Work to be completed –
Make an exact copy of the records, with the images left out.

Recorded data –

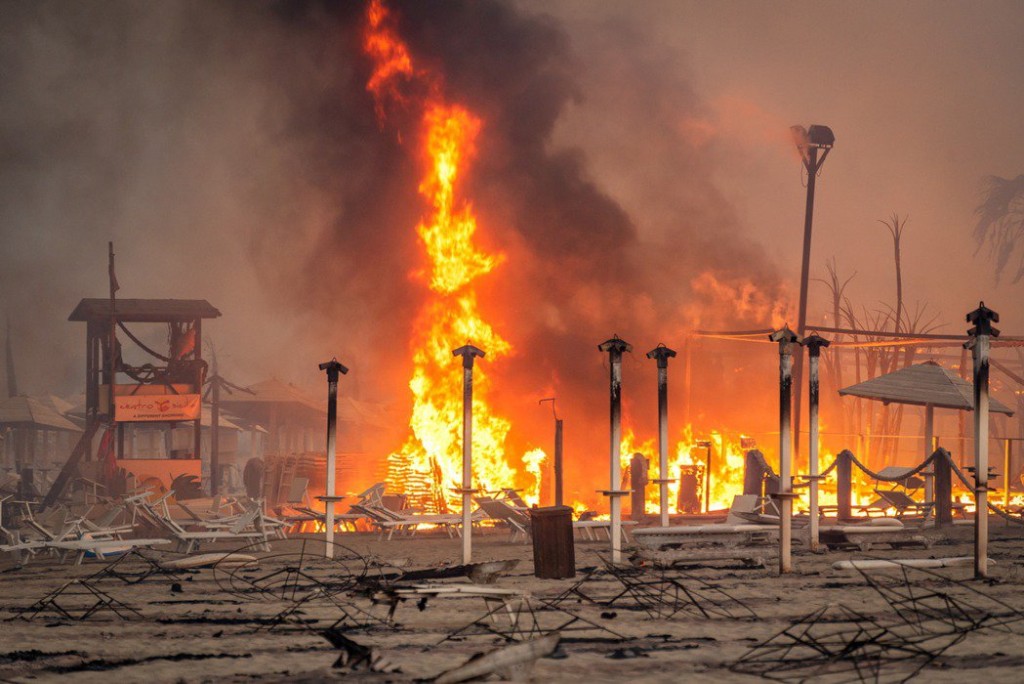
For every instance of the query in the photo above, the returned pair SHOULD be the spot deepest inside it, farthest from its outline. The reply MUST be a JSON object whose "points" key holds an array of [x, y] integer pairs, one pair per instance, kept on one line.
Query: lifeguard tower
{"points": [[168, 389]]}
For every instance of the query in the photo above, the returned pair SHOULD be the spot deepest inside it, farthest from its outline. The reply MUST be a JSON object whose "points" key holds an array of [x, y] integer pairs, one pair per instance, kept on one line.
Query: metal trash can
{"points": [[554, 553]]}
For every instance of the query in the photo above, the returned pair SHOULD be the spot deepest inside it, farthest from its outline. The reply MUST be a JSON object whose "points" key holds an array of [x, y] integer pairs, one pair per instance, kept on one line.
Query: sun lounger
{"points": [[516, 520], [750, 522], [388, 521], [588, 529], [877, 530], [188, 541]]}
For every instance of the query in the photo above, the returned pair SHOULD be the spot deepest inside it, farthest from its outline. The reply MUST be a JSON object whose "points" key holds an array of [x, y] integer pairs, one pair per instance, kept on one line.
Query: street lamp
{"points": [[808, 141]]}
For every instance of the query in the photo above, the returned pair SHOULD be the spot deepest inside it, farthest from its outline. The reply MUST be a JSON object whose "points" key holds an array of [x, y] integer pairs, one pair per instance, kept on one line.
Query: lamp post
{"points": [[663, 353], [809, 141], [981, 335], [614, 348]]}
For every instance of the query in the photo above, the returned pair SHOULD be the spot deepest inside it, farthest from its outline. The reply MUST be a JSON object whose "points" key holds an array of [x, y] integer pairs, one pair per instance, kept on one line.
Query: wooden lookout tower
{"points": [[167, 388]]}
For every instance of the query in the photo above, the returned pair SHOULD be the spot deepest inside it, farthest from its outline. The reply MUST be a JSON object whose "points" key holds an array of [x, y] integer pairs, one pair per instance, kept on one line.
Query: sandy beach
{"points": [[217, 625]]}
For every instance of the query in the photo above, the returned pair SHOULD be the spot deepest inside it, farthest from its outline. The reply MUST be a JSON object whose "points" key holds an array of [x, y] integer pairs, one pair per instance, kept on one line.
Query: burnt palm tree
{"points": [[1000, 222]]}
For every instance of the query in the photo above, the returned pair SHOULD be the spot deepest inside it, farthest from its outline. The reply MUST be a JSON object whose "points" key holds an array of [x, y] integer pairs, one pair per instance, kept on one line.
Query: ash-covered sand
{"points": [[213, 630]]}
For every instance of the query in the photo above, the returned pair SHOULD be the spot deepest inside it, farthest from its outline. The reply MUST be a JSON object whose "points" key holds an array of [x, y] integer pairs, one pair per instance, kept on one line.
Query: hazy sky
{"points": [[228, 148], [925, 99]]}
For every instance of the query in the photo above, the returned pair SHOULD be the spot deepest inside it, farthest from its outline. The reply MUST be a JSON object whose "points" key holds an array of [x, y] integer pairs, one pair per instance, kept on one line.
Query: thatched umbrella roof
{"points": [[923, 385]]}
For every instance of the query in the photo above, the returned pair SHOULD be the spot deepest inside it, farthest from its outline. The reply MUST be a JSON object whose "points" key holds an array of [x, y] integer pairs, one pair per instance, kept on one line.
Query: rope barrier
{"points": [[902, 476], [877, 476], [992, 507]]}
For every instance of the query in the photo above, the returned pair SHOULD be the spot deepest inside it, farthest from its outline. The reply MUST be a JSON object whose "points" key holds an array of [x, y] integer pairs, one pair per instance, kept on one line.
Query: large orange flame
{"points": [[428, 467], [429, 464]]}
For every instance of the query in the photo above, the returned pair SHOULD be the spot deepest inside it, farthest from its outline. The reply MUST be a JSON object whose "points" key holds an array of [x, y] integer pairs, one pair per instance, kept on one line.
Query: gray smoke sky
{"points": [[924, 98], [230, 152]]}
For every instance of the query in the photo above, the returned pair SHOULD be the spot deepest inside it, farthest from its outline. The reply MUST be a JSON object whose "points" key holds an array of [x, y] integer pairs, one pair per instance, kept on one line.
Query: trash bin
{"points": [[554, 553]]}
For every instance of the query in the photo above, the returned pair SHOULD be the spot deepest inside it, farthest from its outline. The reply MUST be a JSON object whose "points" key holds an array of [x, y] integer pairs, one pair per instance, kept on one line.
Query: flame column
{"points": [[813, 343], [334, 369], [614, 348], [468, 353], [786, 339], [663, 353], [981, 335]]}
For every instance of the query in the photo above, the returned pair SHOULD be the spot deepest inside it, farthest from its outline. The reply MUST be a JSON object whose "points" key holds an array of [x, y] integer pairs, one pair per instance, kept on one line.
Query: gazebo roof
{"points": [[143, 310], [923, 384], [274, 391]]}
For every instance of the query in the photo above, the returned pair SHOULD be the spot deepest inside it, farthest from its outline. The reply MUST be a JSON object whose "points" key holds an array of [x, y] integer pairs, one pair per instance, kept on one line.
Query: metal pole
{"points": [[468, 353], [813, 344], [215, 435], [558, 462], [981, 334], [786, 339], [1007, 454], [708, 478], [811, 164], [929, 450], [662, 354], [334, 369], [614, 347]]}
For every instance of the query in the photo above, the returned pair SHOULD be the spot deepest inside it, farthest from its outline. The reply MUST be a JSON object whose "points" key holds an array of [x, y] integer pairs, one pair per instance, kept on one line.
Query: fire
{"points": [[429, 464]]}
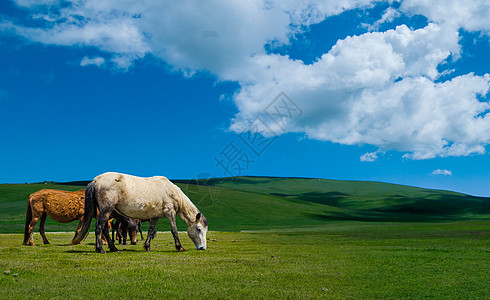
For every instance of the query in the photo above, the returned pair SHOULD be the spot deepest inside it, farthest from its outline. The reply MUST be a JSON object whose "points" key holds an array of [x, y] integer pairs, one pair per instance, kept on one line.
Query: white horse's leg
{"points": [[151, 233], [175, 233], [102, 228]]}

Finished task –
For every instance of the query in the photo above, the returned pair SHOULD be the spot deepest inside it, farthest from its outline. The reply MUST be a JSON object whose "points" key holds an array of [x, y] integer pairs, one pair per instance, kept on one line.
Query: lifeguard tower
{"points": [[168, 389]]}
For every instance of the query in the photo above, the returned pair SHOULD be the spot deepest inside it, farthest from its outline. The reply MUST be a JSON object whose "points" key holds an array of [x, y] integer pairs, one pair per instance, kept on one line.
Query: metal trash can
{"points": [[554, 553]]}
For every instance of the query in the photo above, the returned pair SHOULD be the spot deepest inside it, farthest from its outline. The reply MUST be a JSON object whose "points" key holds an array of [x, y] integer pairs, one pair per instance, kept on one line.
Query: sun lounger
{"points": [[516, 520], [750, 522], [388, 521], [588, 529], [877, 530], [188, 541]]}
For every instance of the query in the photo above, the returned pair SHOULD be the spot deepest inside it, farthest from its outline. The reply MUST be a JSON object whose "points" key holds an array of [x, y] integer pairs, one pair per instance, kept on one line.
Query: street lamp
{"points": [[808, 141]]}
For every instance of the query in the photo above, the returned pair SHOULD be the spot deepest inside it, farthest from its outline. The reply MUST be a JSON object whose "points" key holds an array of [x, y] integer pairs, one pair per instance, kept on one line.
Query: lamp post
{"points": [[663, 353], [809, 141], [981, 335], [614, 348]]}
For every instance of the query in the photo above, the returned pair SHOULD be the spot deepest inside it, farthest from its outline. The reply MUST be a JSON object whose "points" key holds an array of [x, y] integer pairs, one pair per instance, kept on one line.
Query: wooden lookout tower
{"points": [[167, 388]]}
For every instance of the query in the photo above, the returned pair SHOULD be the spot deepest inside it, farthest from its outline. The reply MUST be a JSON object whose "points" key holds an array of [x, y] integer pairs, one pair per instance, kept on one line.
Query: sandy beach
{"points": [[217, 625]]}
For every instance of the query in the photo above, the returned pair SHOULD be the spot deepest inside it, farthest from its outline. The reply MUST be a JSON object whose "points" key holds an array of [x, y] integer pairs, one pair per instance, kept on one line.
Query: burnt palm tree
{"points": [[1000, 222]]}
For every instance of the query in the photo above, the returned pair SHOULD be the spot deepest inside it, farthest from its outline. The reply MUST be a JSON object whose "points" key holds an array of [x, y] integer pairs, one pair per instance, kept on one line.
Query: ash-covered sand
{"points": [[213, 630]]}
For every instance of the query in the photo above, the returned pair SHOULD be the spot deepest inside it, farthest from its outline. The reply MUST be a JSON object whose "points" key holds an array of [x, y] integer pairs, one pair per instance, kept on one line.
Query: hazy sky
{"points": [[228, 148], [925, 99]]}
For every instance of the query in the photo above, the returned pair SHOULD be the spot deepest inside it, farthest from its outline. The reply MUST be a JSON object whose "points" key holds an array of [x, y] integer pairs, one pair per instance, kept on one line.
Query: thatched umbrella roof
{"points": [[923, 385]]}
For every instance of the query in the photo above, the returned pair SHOULD be the spot deepest inside it, farthest from its outline. The reply MUST be a JSON object whose "points" key holds an array of [x, y] integer pairs, one pair per instance, kept on one line.
Query: rope barrier
{"points": [[902, 476], [877, 476], [992, 507]]}
For every instance of the query in the photo above, the returned pair SHOULD be the spot deepest inside it, farthest from its outline. The reply MUST be a JSON object whose "points" key holds an array of [x, y] integer pairs, one pair per instance, kept on one line.
Query: large orange flame
{"points": [[428, 467], [429, 464]]}
For every instance of the query in the photo above, the returned pair SHOULD be the spot deepest inside it, farthest from its outline. The reply MUST be a JSON object whose "points" key holds an array of [x, y] integer pairs, one pair per instance, kept on one line.
Query: gray smoke sky
{"points": [[924, 98], [230, 152]]}
For every instance of the query in the photo above, the returned pair SHOULD be the spot deepest inside it, farthest from its outline. The reply MUST be a JSON object whose "points" key holds an array of [x, y] integer pairs, one pair per instance, kept on one line.
Query: trash bin
{"points": [[554, 553]]}
For every instance of the query in the photo above, the returned pair SHOULD be the spot deepest inside it, farthest from its outline. The reply MUST be a JSON object whose "points" key holds an array of [x, y] integer pairs, one pair per instance, kept on one line.
Query: flame column
{"points": [[813, 343], [334, 369], [614, 348], [468, 353], [786, 339], [663, 353], [981, 335]]}
For every instance of the query in the photo above, the returned pair SHOULD be the spot deepest inside it, farthest from its outline. The reply MUST be a JSON object whose "points" key holds an array of [x, y] integer pairs, one pair per instance, kept on one line.
Query: gazebo roof
{"points": [[143, 310], [923, 384], [274, 391]]}
For every instance of the query in the photo above, the returned pair SHOULD be the spot deepest inside it, farthest from its outline. The reply MUST be a JSON object whose "points" key holds an array of [x, y] integer pairs, one pair per instance, kept on one line.
Query: metal pole
{"points": [[468, 353], [813, 344], [215, 435], [558, 462], [981, 334], [786, 339], [1007, 454], [708, 478], [811, 164], [929, 450], [662, 354], [334, 369], [614, 347]]}
For every instance of the query in the photo above, the returned pair SHOULD be the spot deepest inside it, farthest from its outline. The reply MUST be a JSON object whose "points" key holds an array of [x, y] integer pairs, one pair per instance, kept on one line.
Query: fire
{"points": [[429, 464]]}
For every instance of the query in the photo above, the returned pair SHOULD be the spot deepest inside it, farthest from its outline. The reply MUST be a JSON object whose "points" key holds an array of [x, y] integer pairs, one pair per instance, kept on one line.
Query: white horse's leg
{"points": [[151, 233], [175, 233], [102, 228]]}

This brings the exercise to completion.